Hi Gerri,
This is more of a small feature request than an actual question. I plan to use PROOF’s dataset mechanism on our Tier3. This works more or less already using the PQ2 tools, there’s just one annoyance.
It seems that TProof::VerifyDataSet(…) called by pq2-verify picks the “main” TTree from the dataset files “randomly”. Well, it’s definitely not picking them at random, but it’s always picking the “wrong” TTree for our files. We usually have a number of TTrees in our ntuples, as we save some metadata in TTree format as well. Of course these metadata trees usually only have 1-2 entries per file.
So what I end up with is a database configuration that has let’s say 600 files in a dataset, and claims that I have ~700 events in these files. Of course I have more like 7M events in them.
It’s not a big issue, as PROOF still happily runs on these datasets as long as I specify to TProof::Process(…) which TTree I want to use. It’s just a data management issue. It would be easier to look at the locally available datasets if there was a simple way of storing the actual number of events in them.
From a user perspective I’d suggest using the same formalism as with TProof::Process(…). So if a user wants to use a specific TTree for the event count, (s)he should ask for the verification of the dataset with a name like this: “/default/me/myDataSet#MyTree”.
Cheers,
Attila

Information given ->
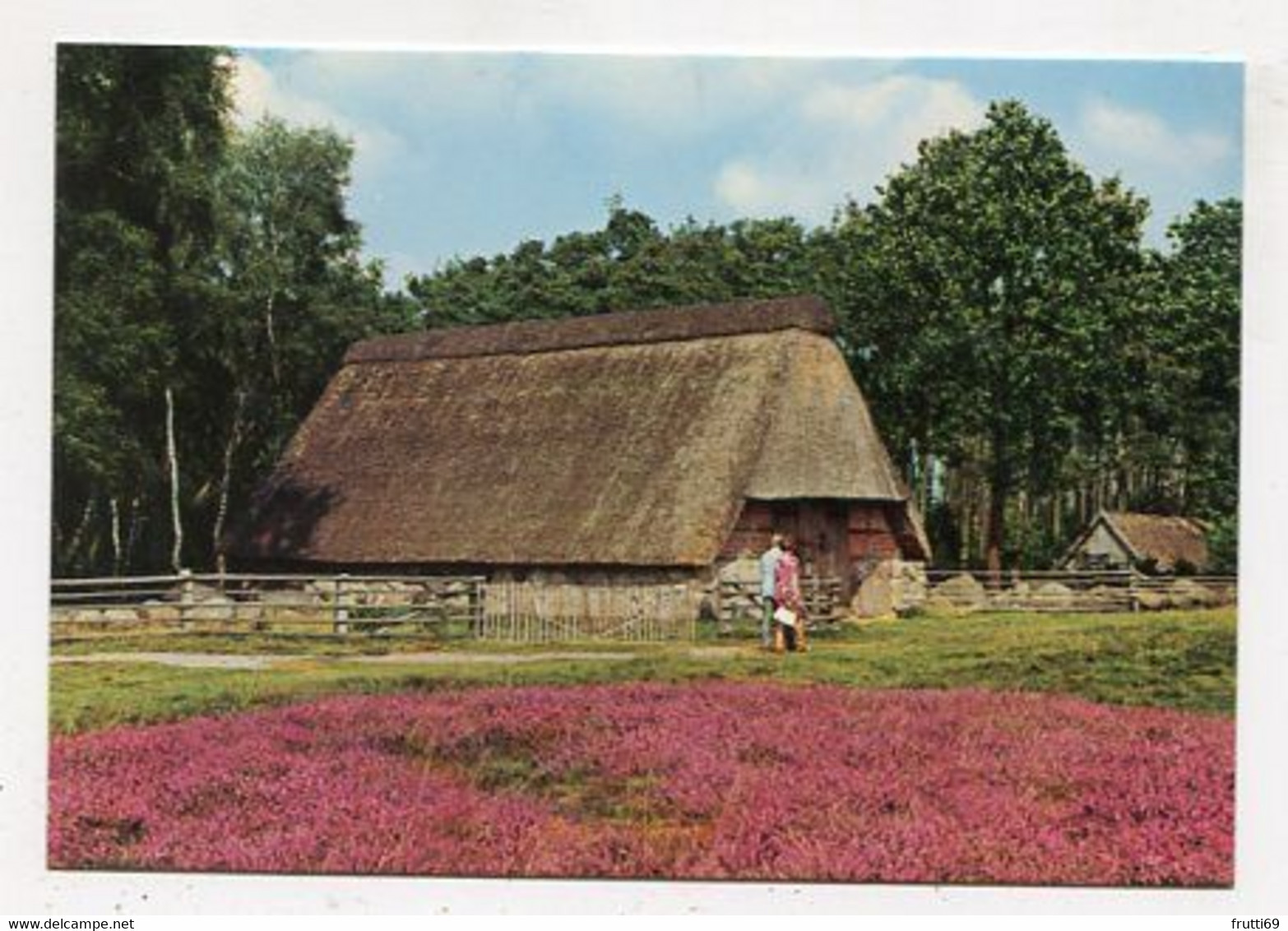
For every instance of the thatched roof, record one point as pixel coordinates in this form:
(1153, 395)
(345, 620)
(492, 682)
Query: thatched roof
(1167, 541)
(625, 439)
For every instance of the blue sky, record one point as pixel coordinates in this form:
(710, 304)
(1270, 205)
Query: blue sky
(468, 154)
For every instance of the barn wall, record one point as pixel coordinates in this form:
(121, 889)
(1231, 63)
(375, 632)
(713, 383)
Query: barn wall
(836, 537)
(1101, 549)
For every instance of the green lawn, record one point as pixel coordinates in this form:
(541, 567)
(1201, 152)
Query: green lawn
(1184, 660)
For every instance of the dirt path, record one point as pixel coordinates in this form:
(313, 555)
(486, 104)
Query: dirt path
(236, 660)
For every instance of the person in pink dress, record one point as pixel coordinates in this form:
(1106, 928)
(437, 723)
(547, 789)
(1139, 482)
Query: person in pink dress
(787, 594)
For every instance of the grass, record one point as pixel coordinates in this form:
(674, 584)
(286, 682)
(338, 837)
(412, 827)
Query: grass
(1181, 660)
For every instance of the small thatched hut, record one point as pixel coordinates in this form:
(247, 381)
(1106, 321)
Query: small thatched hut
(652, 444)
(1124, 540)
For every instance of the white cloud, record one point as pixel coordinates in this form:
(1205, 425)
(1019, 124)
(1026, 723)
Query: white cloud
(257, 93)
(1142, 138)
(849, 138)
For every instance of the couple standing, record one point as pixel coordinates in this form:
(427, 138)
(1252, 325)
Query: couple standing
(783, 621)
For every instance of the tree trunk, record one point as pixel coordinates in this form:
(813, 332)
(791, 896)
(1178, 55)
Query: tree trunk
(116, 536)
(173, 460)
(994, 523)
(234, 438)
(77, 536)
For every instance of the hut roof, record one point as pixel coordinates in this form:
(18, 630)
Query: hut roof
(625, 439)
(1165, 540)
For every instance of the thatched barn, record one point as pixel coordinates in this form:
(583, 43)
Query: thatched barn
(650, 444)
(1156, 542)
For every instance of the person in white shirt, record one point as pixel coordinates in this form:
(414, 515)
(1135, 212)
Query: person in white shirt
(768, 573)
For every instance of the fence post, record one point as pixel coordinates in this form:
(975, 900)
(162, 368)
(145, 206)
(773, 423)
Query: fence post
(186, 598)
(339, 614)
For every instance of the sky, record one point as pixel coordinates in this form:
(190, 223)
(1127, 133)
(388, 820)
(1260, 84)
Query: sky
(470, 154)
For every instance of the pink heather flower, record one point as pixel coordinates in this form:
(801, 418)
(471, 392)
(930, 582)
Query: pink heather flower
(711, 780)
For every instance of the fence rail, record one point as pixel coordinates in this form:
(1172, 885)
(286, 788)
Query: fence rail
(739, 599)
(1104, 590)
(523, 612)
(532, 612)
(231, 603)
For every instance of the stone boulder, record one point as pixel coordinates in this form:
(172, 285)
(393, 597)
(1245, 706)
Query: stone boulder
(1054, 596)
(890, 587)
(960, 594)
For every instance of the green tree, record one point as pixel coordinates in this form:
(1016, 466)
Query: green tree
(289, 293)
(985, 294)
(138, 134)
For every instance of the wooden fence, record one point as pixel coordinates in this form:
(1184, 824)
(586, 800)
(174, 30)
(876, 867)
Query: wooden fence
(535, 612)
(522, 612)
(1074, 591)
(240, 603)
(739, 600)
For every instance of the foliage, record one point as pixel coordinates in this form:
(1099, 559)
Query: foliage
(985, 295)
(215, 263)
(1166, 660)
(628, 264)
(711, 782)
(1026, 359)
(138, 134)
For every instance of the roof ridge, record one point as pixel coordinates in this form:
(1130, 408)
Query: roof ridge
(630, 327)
...
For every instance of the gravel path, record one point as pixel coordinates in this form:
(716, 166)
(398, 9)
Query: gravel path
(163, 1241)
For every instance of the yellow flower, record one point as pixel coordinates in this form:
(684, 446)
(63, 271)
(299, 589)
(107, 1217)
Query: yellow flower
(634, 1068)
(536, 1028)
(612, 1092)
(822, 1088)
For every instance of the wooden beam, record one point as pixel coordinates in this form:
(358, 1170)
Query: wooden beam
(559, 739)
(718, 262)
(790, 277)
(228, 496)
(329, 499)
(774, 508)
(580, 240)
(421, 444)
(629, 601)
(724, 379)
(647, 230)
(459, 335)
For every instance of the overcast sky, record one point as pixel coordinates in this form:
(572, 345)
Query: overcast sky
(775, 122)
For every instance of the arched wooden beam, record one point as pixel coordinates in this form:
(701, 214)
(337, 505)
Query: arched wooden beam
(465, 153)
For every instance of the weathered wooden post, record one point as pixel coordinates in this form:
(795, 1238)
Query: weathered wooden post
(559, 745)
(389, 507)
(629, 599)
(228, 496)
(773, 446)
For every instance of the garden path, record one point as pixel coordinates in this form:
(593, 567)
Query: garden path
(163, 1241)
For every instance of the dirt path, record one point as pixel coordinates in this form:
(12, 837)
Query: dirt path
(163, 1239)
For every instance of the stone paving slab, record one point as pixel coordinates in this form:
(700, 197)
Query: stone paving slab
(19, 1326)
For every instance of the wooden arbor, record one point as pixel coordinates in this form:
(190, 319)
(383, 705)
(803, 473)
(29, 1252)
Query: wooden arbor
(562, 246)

What is asked ->
(a) In the forum post about PROOF dataset verification, roughly how many events do the 600 files really contain?
(b) Duplicate the passage of the forum post on PROOF dataset verification starting at "It seems that" and ending at "7M events in them.".

Correct answers ->
(a) About 7 million events.

(b)
It seems that TProof::VerifyDataSet(…) called by pq2-verify picks the “main” TTree from the dataset files “randomly”. Well, it’s definitely not picking them at random, but it’s always picking the “wrong” TTree for our files. We usually have a number of TTrees in our ntuples, as we save some metadata in TTree format as well. Of course these metadata trees usually only have 1-2 entries per file.
So what I end up with is a database configuration that has let’s say 600 files in a dataset, and claims that I have ~700 events in these files. Of course I have more like 7M events in them.